> [DOCUMENT PASSAGE]
+ + + + + + +

ARC's 1st Law: As a "progressive" online discussion grows longer, the probability of a nefarious reference to Karl Rove approaches one

Thursday, January 03, 2008

84% Are Right

Excellent OpEd by Dan Henninger in today's WSJ:

On New Year's Eve, Gallup's poll delivered unto us the good news that 84% of Americans say they are satisfied with how things are going for them personally. What Woody Allen might say about that phenomenal datum of good cheer one can only guess. One then has to account for the darker data Gallup released two weeks earlier: Some 70% of those responding believe the nation is headed in the wrong direction.

Explanations for this paradox would fill screen after screen of comments on Internet blogs, written no doubt by the 16% who can never be satisfied with "how things are going." Sample: It's the 46 million uninsured, stupid!

+ + + + + + +

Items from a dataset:
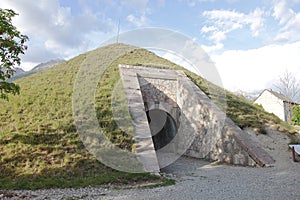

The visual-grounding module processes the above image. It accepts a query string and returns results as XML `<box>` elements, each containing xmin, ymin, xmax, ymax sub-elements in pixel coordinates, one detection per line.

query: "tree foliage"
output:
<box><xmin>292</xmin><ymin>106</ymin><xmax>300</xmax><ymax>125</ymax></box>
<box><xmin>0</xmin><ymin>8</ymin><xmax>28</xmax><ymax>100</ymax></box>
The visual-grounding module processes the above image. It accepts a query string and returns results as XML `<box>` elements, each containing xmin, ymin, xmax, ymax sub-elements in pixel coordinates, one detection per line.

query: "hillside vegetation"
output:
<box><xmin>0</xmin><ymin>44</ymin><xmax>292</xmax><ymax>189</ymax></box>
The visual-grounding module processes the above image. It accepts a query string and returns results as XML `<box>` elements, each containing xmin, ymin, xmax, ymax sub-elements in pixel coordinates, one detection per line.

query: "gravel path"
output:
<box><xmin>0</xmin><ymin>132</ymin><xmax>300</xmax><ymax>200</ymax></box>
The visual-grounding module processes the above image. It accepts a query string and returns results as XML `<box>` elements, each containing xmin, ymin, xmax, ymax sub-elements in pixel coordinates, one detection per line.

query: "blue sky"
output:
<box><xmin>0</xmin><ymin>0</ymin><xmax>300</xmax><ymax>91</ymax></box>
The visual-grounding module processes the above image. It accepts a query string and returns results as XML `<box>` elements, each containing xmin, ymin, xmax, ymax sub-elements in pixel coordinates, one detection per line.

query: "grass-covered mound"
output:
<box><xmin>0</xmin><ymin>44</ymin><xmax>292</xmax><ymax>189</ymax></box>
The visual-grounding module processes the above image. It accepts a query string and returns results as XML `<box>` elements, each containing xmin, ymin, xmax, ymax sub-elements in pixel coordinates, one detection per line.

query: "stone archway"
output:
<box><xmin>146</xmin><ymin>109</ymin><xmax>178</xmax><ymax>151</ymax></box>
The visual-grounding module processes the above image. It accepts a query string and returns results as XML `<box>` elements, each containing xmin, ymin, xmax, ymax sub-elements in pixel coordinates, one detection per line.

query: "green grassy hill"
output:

+ + + + + + +

> [WHAT TO DO]
1: Write out the part of the blog post about the Gallup poll that opens with the words containing "Excellent OpEd by" and closes with "million uninsured, stupid!".
2: Answer these questions from the blog post about the Gallup poll.
(a) In what publication did the OpEd by Dan Henninger appear?
(b) What percentage of Americans say they are satisfied with how things are going for them personally?
(c) What share of those responding believe the nation is headed in the wrong direction?
The items are not needed for any of this work.

> [RESULTS FOR THE EXERCISE]
1:
Excellent OpEd by Dan Henninger in today's WSJ:

On New Year's Eve, Gallup's poll delivered unto us the good news that 84% of Americans say they are satisfied with how things are going for them personally. What Woody Allen might say about that phenomenal datum of good cheer one can only guess. One then has to account for the darker data Gallup released two weeks earlier: Some 70% of those responding believe the nation is headed in the wrong direction.

Explanations for this paradox would fill screen after screen of comments on Internet blogs, written no doubt by the 16% who can never be satisfied with "how things are going." Sample: It's the 46 million uninsured, stupid!

2:
(a) The WSJ
(b) 84%
(c) Some 70%